• **RECORDS PROVIDED**
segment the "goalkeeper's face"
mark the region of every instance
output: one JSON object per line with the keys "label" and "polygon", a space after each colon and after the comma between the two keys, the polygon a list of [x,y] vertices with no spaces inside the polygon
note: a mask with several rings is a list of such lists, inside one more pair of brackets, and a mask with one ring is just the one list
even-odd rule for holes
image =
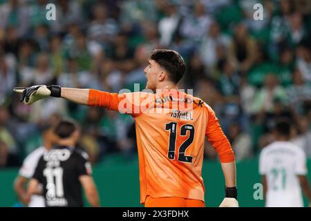
{"label": "goalkeeper's face", "polygon": [[146,88],[156,90],[157,89],[158,83],[163,80],[163,69],[156,61],[149,60],[144,72],[146,74],[147,80]]}

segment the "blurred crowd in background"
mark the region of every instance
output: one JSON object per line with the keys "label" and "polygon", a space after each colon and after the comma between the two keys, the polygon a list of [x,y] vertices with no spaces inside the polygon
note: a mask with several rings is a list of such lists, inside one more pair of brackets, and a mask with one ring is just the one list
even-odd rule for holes
{"label": "blurred crowd in background", "polygon": [[[46,6],[56,6],[56,21]],[[263,6],[256,21],[253,6]],[[15,86],[59,84],[113,93],[145,87],[153,49],[187,63],[180,88],[215,110],[237,161],[273,141],[280,117],[311,157],[311,1],[0,0],[0,166],[21,164],[41,128],[76,119],[79,146],[95,164],[136,152],[131,117],[48,98],[26,106]],[[207,142],[205,157],[218,160]]]}

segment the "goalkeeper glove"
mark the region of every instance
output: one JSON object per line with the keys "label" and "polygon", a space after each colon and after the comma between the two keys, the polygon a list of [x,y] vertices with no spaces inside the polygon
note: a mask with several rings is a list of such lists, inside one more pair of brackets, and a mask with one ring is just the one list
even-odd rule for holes
{"label": "goalkeeper glove", "polygon": [[219,207],[238,207],[236,187],[225,187],[226,195]]}
{"label": "goalkeeper glove", "polygon": [[30,105],[48,96],[60,97],[62,88],[58,85],[35,85],[29,88],[14,88],[13,90],[21,93],[21,102]]}

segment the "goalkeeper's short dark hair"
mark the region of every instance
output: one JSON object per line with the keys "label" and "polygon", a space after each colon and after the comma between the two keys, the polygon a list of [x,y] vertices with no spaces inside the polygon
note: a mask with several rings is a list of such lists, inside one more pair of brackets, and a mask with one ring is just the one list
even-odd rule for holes
{"label": "goalkeeper's short dark hair", "polygon": [[72,119],[62,119],[55,126],[55,133],[61,139],[70,137],[78,129],[77,122]]}
{"label": "goalkeeper's short dark hair", "polygon": [[169,79],[176,84],[178,83],[185,73],[186,68],[184,59],[175,50],[156,49],[151,52],[150,59],[164,68],[168,72]]}
{"label": "goalkeeper's short dark hair", "polygon": [[276,122],[274,131],[281,136],[290,137],[291,124],[289,119],[282,119]]}

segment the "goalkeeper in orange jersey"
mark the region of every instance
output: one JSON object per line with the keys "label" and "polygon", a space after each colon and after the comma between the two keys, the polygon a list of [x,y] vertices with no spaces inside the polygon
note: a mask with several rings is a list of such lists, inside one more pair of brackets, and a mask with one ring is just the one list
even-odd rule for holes
{"label": "goalkeeper in orange jersey", "polygon": [[209,106],[178,88],[185,66],[171,50],[155,50],[144,70],[152,93],[110,93],[93,89],[33,86],[15,88],[26,104],[48,96],[129,114],[135,119],[140,202],[145,206],[205,206],[202,177],[205,137],[219,155],[225,180],[220,206],[238,206],[232,146]]}

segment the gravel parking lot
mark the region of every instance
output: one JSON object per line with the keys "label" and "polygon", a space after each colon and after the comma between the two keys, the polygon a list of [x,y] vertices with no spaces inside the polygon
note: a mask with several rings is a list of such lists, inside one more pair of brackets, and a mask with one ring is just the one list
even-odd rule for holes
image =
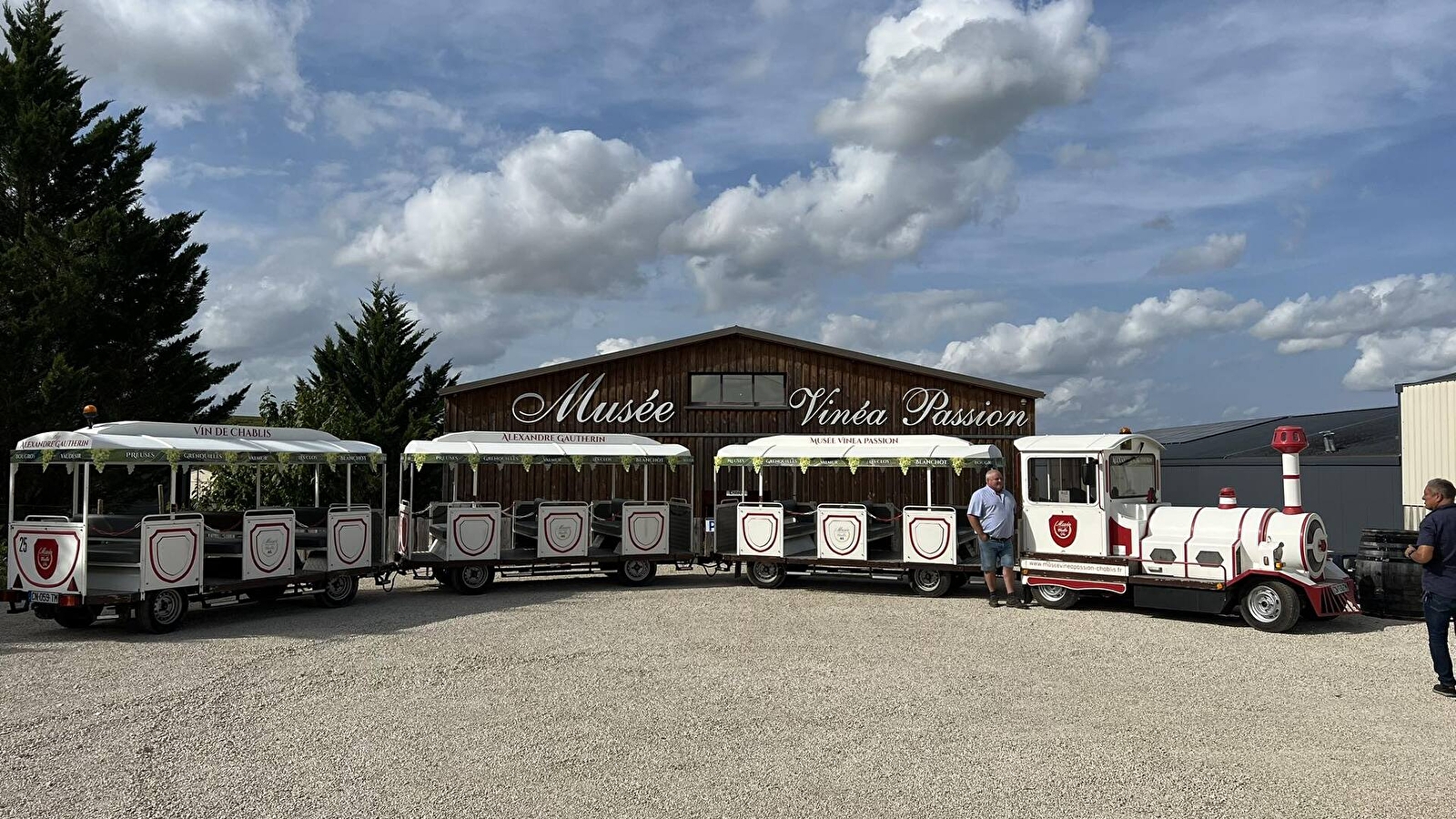
{"label": "gravel parking lot", "polygon": [[0,618],[7,816],[1452,815],[1424,625],[668,571]]}

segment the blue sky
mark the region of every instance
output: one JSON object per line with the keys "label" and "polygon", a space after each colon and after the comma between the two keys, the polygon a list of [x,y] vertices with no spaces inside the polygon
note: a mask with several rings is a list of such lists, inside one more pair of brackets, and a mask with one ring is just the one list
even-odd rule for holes
{"label": "blue sky", "polygon": [[466,377],[729,324],[1042,431],[1456,370],[1456,4],[64,0],[287,395],[374,275]]}

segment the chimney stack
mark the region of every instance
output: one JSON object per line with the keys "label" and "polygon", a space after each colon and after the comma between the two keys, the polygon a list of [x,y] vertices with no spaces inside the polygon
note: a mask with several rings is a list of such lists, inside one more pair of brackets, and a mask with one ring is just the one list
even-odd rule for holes
{"label": "chimney stack", "polygon": [[1303,427],[1280,427],[1274,430],[1270,443],[1280,450],[1284,463],[1284,514],[1302,514],[1305,506],[1299,497],[1299,453],[1309,446]]}

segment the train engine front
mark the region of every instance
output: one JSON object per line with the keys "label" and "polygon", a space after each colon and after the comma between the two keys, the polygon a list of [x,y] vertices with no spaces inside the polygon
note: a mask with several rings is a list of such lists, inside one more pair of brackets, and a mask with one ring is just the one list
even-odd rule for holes
{"label": "train engine front", "polygon": [[1155,586],[1153,579],[1182,581],[1191,595],[1203,586],[1206,595],[1197,596],[1206,605],[1198,608],[1238,609],[1262,631],[1287,631],[1306,614],[1358,614],[1354,583],[1329,560],[1324,520],[1305,512],[1300,498],[1305,430],[1278,427],[1271,446],[1283,462],[1283,509],[1241,509],[1232,497],[1220,497],[1217,507],[1159,506],[1142,538],[1142,573]]}

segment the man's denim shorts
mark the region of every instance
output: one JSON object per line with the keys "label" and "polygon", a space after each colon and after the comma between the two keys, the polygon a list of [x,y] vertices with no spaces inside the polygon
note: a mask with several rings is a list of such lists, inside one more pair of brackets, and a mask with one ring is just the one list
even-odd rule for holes
{"label": "man's denim shorts", "polygon": [[992,538],[989,541],[980,541],[980,545],[981,571],[994,571],[997,565],[1002,568],[1010,568],[1012,558],[1015,557],[1010,549],[1010,541],[997,541],[996,538]]}

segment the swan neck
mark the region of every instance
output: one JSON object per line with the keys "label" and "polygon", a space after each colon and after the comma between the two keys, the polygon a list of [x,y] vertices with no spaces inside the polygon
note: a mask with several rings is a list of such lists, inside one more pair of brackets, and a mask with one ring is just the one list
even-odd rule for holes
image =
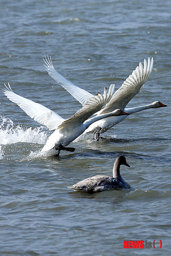
{"label": "swan neck", "polygon": [[114,164],[113,169],[113,177],[115,179],[120,180],[122,177],[120,174],[120,164],[118,160],[117,159]]}
{"label": "swan neck", "polygon": [[102,115],[96,115],[95,116],[92,117],[91,118],[89,118],[89,119],[86,120],[83,123],[86,125],[86,129],[87,129],[91,124],[92,124],[96,121],[98,121],[99,120],[101,120],[101,119],[103,119],[103,118],[106,118],[109,116],[114,116],[114,115],[113,114],[113,113],[111,112],[109,113],[106,113],[106,114],[103,114]]}
{"label": "swan neck", "polygon": [[145,110],[145,109],[152,108],[153,106],[152,104],[145,105],[144,106],[140,106],[140,107],[135,107],[134,108],[130,108],[125,109],[124,111],[128,114],[132,114],[133,113],[139,112],[140,111]]}

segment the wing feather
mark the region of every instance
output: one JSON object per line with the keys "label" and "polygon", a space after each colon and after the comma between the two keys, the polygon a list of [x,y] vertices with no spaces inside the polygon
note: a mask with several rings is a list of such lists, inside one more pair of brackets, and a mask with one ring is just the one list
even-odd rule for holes
{"label": "wing feather", "polygon": [[144,67],[140,62],[131,75],[124,82],[121,86],[116,91],[110,101],[98,114],[111,112],[117,109],[124,110],[130,101],[142,89],[144,84],[147,81],[152,73],[153,58],[148,58],[144,61]]}
{"label": "wing feather", "polygon": [[75,85],[56,71],[53,66],[51,57],[49,58],[48,56],[47,58],[45,56],[45,59],[43,59],[45,64],[44,66],[49,75],[81,104],[83,105],[89,100],[94,97],[93,94]]}
{"label": "wing feather", "polygon": [[[112,85],[114,87],[114,85]],[[102,109],[103,106],[109,101],[113,93],[113,89],[110,90],[110,93],[107,93],[107,88],[105,87],[103,94],[98,93],[93,98],[90,99],[83,105],[81,109],[73,115],[63,122],[58,128],[63,128],[65,125],[69,129],[69,124],[73,128],[82,124],[83,123],[92,115]]]}
{"label": "wing feather", "polygon": [[17,104],[31,118],[47,126],[50,131],[56,129],[65,121],[57,113],[42,105],[14,93],[9,83],[8,87],[4,85],[3,92],[10,100]]}

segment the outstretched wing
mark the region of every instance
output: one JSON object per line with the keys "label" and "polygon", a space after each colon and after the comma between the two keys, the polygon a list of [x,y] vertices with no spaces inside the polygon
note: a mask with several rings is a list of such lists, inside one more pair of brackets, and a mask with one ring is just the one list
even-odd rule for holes
{"label": "outstretched wing", "polygon": [[103,94],[99,93],[90,99],[84,104],[81,109],[63,122],[58,128],[64,127],[66,125],[68,129],[69,124],[72,125],[73,127],[75,124],[76,127],[82,124],[91,115],[101,109],[103,106],[109,102],[113,95],[114,87],[113,85],[110,85],[108,93],[107,89],[105,87]]}
{"label": "outstretched wing", "polygon": [[148,63],[144,61],[144,67],[140,62],[136,67],[113,95],[109,102],[101,111],[99,114],[105,114],[113,111],[117,109],[124,110],[126,105],[135,95],[142,89],[144,84],[147,81],[152,73],[153,66],[153,58]]}
{"label": "outstretched wing", "polygon": [[45,56],[45,59],[43,59],[43,60],[46,65],[44,65],[44,66],[49,75],[71,94],[81,104],[83,105],[90,99],[94,97],[94,95],[93,94],[88,92],[83,89],[81,89],[78,86],[76,86],[57,72],[53,66],[51,57],[50,57],[49,59],[48,56],[47,58]]}
{"label": "outstretched wing", "polygon": [[60,115],[39,103],[22,97],[14,93],[9,83],[5,84],[3,92],[10,100],[16,103],[31,118],[48,127],[50,131],[56,129],[65,119]]}

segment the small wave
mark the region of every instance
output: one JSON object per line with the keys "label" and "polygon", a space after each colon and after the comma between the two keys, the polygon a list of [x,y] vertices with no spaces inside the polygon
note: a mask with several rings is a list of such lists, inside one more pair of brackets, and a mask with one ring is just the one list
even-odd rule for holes
{"label": "small wave", "polygon": [[45,144],[47,134],[43,129],[43,126],[24,129],[19,125],[14,125],[9,118],[0,116],[0,144],[6,145],[20,142]]}

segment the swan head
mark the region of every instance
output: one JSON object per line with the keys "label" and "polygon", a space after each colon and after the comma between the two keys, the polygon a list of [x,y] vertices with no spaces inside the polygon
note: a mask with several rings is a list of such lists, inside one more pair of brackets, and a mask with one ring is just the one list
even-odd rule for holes
{"label": "swan head", "polygon": [[117,158],[116,161],[117,160],[117,162],[119,162],[120,165],[126,165],[126,166],[128,166],[128,167],[130,167],[130,165],[129,165],[128,163],[127,162],[126,158],[123,156],[118,156]]}
{"label": "swan head", "polygon": [[116,109],[114,111],[112,111],[111,112],[113,113],[114,116],[119,116],[119,115],[128,115],[129,114],[126,113],[123,110],[121,110],[121,109]]}
{"label": "swan head", "polygon": [[153,108],[154,109],[157,109],[158,108],[162,108],[164,107],[167,107],[167,105],[163,104],[160,101],[155,101],[152,103]]}

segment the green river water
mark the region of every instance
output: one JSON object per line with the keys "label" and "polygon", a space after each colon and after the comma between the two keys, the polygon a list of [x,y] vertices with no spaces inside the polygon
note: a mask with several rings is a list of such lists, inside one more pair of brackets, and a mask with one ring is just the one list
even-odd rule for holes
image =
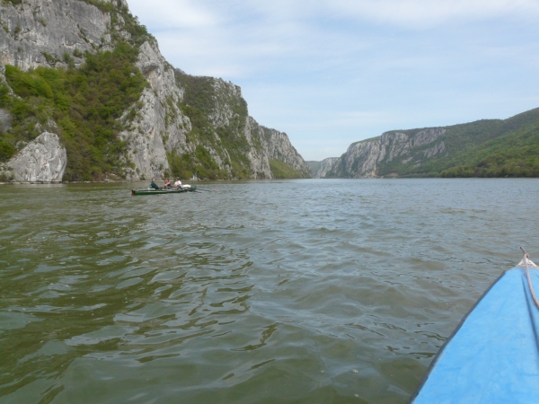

• **THE REQUEST**
Pull out every line of the rows above that contains the word "hair".

• **FINISHED TASK**
segment the "goalkeeper's short dark hair"
{"label": "goalkeeper's short dark hair", "polygon": [[72,119],[62,119],[55,126],[55,133],[61,139],[70,137],[78,129],[77,122]]}
{"label": "goalkeeper's short dark hair", "polygon": [[169,79],[176,84],[178,83],[185,73],[186,68],[184,59],[175,50],[156,49],[151,52],[150,59],[164,68],[168,72]]}
{"label": "goalkeeper's short dark hair", "polygon": [[276,122],[274,131],[281,136],[290,137],[291,124],[289,119],[282,119]]}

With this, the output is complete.